EXCERPTED TEXT »
┄┄┄┄┄┄

Skip to content

[NOTIX] Close connection instead of noop-draining stale write ACKs#48

Draft
mattwd7 wants to merge 1 commit intobraze-mainfrom
NOTIX-avoid-hanging-noops
Draft

[NOTIX] Close connection instead of noop-draining stale write ACKs#48
mattwd7 wants to merge 1 commit intobraze-mainfrom
NOTIX-avoid-hanging-noops

Conversation

@mattwd7
Copy link
Copy Markdown

@mattwd7 mattwd7 commented Apr 22, 2026

Summary

Introduce @pending_write_count tracking on Dalli server connections and replace the unconditional noop drain with a threshold-based strategy: drain normally (fast, no reconnect) when few ACKs are pending, close and reconnect when the count is large enough to risk blocking ring.lock for seconds or minutes.

Context

We observed infrequent but severe Rack::Timeout::RequestTimeoutException errors across several production clusters. Datadog traces showed rails.cache GET spans taking 2 minutes 41 seconds, far exceeding Dalli's 450ms socket_timeout. The hanging span always pointed to a cache.read call whose call stack passed through Security::Permissions::Service#fetch_multi for developer permissions.

Root Cause

The mechanism requires three conditions occurring together:

1. Quiet-mode pipelining accumulates unread ACKs

Appboy::Cache#with_quiet_mutations sets Thread.current[:dalli_multi] = true for all write operations. In Dalli, this puts writes into "quiet" mode: each write command is sent to Memcached without reading the response. After the write, server.@pending_multi_response is set to true on that connection — a flag indicating unread ACKs are sitting in the socket's receive buffer.

For a PermissionService#fetch_multi call on a cold cache (e.g., after a deploy), dozens to hundreds of developer permission entries are written back to Memcached in quiet mode on the same connection. Each write leaves one ACK pending on that connection.

2. noop-drain blocks under ring.lock

When the next non-pipelined operation (e.g., cache.read('account_status')) arrives on the same connection that has @pending_multi_response = true, Dalli's Server#request detects it and calls noop() to drain all pending ACKs. noop() calls flush_response in a loop, reading and discarding one ACK per iteration until it receives the NOOP sentinel.

This entire drain loop executes inside ring.lock — Dalli's global mutex over the consistent-hash ring. While the drain is running, no other thread can make any Dalli request.

3. Slow Memcached responses amplify the hold time

Under load (or during periods of increased GC pressure from aggressive RUBY_GC_MALLOC_LIMIT settings), Memcached response times can creep toward the 450ms socket timeout. With N=hundreds of pending ACKs and 440ms per ACK, the drain takes N × 440ms = minutes. Every thread waiting for ring.lock during this time is blocked, and eventually Rack's 60-second request timeout fires.

┄┄┄┄┄┄

INFORMATION SUPPLIED »

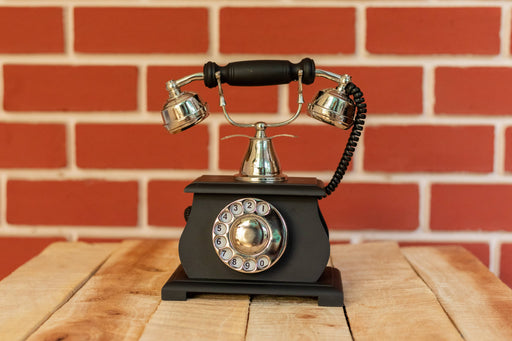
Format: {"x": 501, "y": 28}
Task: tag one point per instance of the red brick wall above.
{"x": 83, "y": 154}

┄┄┄┄┄┄

COMPLETE THE FOLLOWING »
(1) Can you reproduce the portion of the Dalli pull request that opens with the words containing "2. noop-drain blocks" and closes with "any Dalli request."?
(2) How would the Dalli pull request go on after its final sentence?
You won't need the data.

RESPONSES IN ORDER »
(1)
2. noop-drain blocks under ring.lock

When the next non-pipelined operation (e.g., cache.read('account_status')) arrives on the same connection that has @pending_multi_response = true, Dalli's Server#request detects it and calls noop() to drain all pending ACKs. noop() calls flush_response in a loop, reading and discarding one ACK per iteration until it receives the NOOP sentinel.

This entire drain loop executes inside ring.lock — Dalli's global mutex over the consistent-hash ring. While the drain is running, no other thread can make any Dalli request.

(2)
Approach

Track @pending_write_count on each server connection and make the drain decision based on count.

When @pending_multi_response is true and a non-quiet operation arrives:

  • At or below MAX_SAFE_DRAIN_COUNT (10): drain with noop as before. This is the common case — the drain is fast (one round-trip per ACK, typically <5ms total) and avoids any TCP reconnect overhead. This preserves baseline performance for the vast majority of requests.
  • Above MAX_SAFE_DRAIN_COUNT: close the connection and reconnect via alive?(). This is the pathological case — draining would hold ring.lock for up to MAX_SAFE_DRAIN_COUNT × socket_timeout (10 × 450ms = 4.5s worst-case) before the threshold kicks in, and an unbounded O(N) for higher counts. Closing is semantically safe because quiet-mode write ACKs are fire-and-forget by design; the writes themselves have already been flushed to Memcached's TCP receive buffer. Reconnect cost is ~1ms (TCP handshake + VERSION command).

The threshold of 10 means:

  • Common case (1–5 writes per request, fast Memcached): no reconnect, latency unchanged.
  • Pathological case (100+ cold-cache permission writes, slow Memcached): one reconnect instead of a 2-minute ring.lock hold.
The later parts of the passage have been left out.